◆ The problem: Start to finish, print the entries exactly, and carry none of the pictures over.

◆ Input data:
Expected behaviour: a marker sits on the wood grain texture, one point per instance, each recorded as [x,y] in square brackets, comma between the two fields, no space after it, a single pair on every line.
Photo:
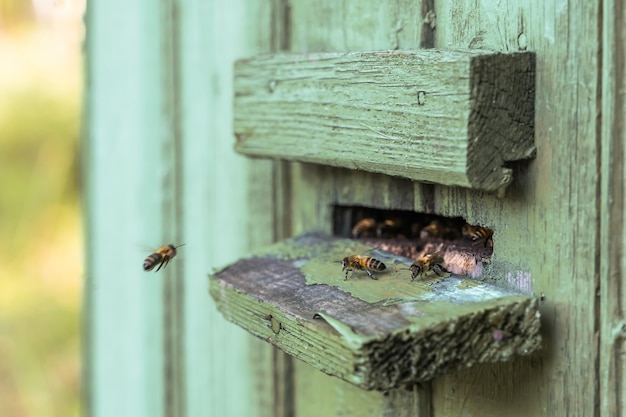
[612,363]
[546,239]
[379,334]
[449,117]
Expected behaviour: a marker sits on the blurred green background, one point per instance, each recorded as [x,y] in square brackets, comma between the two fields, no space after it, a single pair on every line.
[41,272]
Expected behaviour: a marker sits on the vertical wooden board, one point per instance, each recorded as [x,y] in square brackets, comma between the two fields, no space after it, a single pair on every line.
[124,196]
[332,396]
[355,25]
[224,216]
[613,207]
[545,239]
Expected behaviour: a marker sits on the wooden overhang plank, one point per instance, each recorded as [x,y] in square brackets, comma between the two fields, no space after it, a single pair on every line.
[447,117]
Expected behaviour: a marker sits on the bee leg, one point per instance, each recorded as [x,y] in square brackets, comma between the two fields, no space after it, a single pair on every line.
[439,270]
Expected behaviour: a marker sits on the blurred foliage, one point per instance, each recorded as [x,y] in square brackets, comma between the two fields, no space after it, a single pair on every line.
[15,13]
[41,245]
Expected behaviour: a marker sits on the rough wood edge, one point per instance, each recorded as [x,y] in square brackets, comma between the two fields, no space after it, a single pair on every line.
[412,353]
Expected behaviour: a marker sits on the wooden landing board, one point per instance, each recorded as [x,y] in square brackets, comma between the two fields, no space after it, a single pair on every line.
[377,334]
[447,117]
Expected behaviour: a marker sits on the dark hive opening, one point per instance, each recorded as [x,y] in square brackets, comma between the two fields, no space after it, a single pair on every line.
[464,247]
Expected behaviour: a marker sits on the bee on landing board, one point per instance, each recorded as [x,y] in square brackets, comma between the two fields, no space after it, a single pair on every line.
[429,262]
[362,263]
[161,256]
[478,235]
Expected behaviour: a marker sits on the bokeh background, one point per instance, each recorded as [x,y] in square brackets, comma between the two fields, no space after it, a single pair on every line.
[41,235]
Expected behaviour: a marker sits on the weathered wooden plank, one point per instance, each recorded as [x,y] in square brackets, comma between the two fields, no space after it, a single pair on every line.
[449,117]
[545,232]
[377,334]
[612,230]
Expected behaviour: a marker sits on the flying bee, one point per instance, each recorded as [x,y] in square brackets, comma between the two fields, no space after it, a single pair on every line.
[478,234]
[362,263]
[161,256]
[429,262]
[364,228]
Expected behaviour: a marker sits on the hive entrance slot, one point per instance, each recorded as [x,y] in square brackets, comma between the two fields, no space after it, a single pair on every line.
[464,247]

◆ Answer area:
Expected behaviour: a marker sits on the wood grain texture, one point per instance, each recorded as [x,y] in square brackets, comma between the two fields, no space after it, a single pair on every line.
Photo:
[612,363]
[546,239]
[379,334]
[449,117]
Expected behaviour: a marker sits on the blurred green background, one point per instance, each recorded as [x,y] in square brackets, comma between the two fields, no space after it, a single pair on every line.
[41,272]
Expected behaviour: a marker sits on the vertical wooden board, one point per instance, each recorded as [x,y] in square brackets, comma between the two fields, no space after it, a single pair on every line.
[124,196]
[332,396]
[355,25]
[224,216]
[613,207]
[545,239]
Expected behaviour: a marker sits on the wooden overhang plank, one point per instance, each recorded as [x,y] in square brackets, comma between the two fields, no space after it, a single pair on every line.
[447,117]
Expected behaviour: a marker sits on the bee leg, one point per instance, each recorded as [x,y] in square brackets, comma between the two fields, no space after it, a single pair on every line.
[439,270]
Expected behaviour: a marker sits on the blurred foliage, one point per instance, each recorded as [x,y] in square brackets, comma between the two fields, no space after it, a single pair on every line.
[15,13]
[41,245]
Expected behaviour: a marker sits on the rough wood edge, one point per instance, each recorded as [x,y] in square brackets, comma between the two fields, no space after it, a single pair on every line.
[412,353]
Expected behaviour: a marker sits on the wooden landing board, one point per instance, each recorded as [x,y] in square brackets, comma between the two fields, no space after it, a single pair on every line.
[377,334]
[447,117]
Expected behaviour: a marker sits on the dark hive opening, one point per instance, each recorded as [x,y] in square brackets, comma between the two fields, no space after it, a single pair on every line.
[464,247]
Expected behaviour: a marker sits on the bee on landing board, one point per instance, each recorded as [x,y] in square brackets, comma between the two fields, no space after it, a single pair on every line.
[429,262]
[362,263]
[161,256]
[478,235]
Expected behaviour: a marker sits on the bokeh background, one point per instance, each recorded as [x,y] in square brackets, comma between the two fields, no space after it, a single pair on every line.
[41,235]
Expected behaviour: a marker sits on the weathered wooden plank, one point per instance, each recorded as [x,y] in square brackets, comma between the two fields, no space after it, a single pair on every line.
[449,117]
[545,232]
[377,334]
[612,230]
Expected behaviour: a marker sits on the flying bee, one point per instance, each recorded as [x,y] in square brackets, comma between the two fields, no space after it, a single pair on every line.
[478,234]
[362,263]
[161,256]
[429,262]
[364,228]
Expected behaviour: a marker sits on the hive entrance slot, one point per instance, each recorded as [x,y] in square brackets, comma between the two fields, no space after it, a single pair on every line.
[464,247]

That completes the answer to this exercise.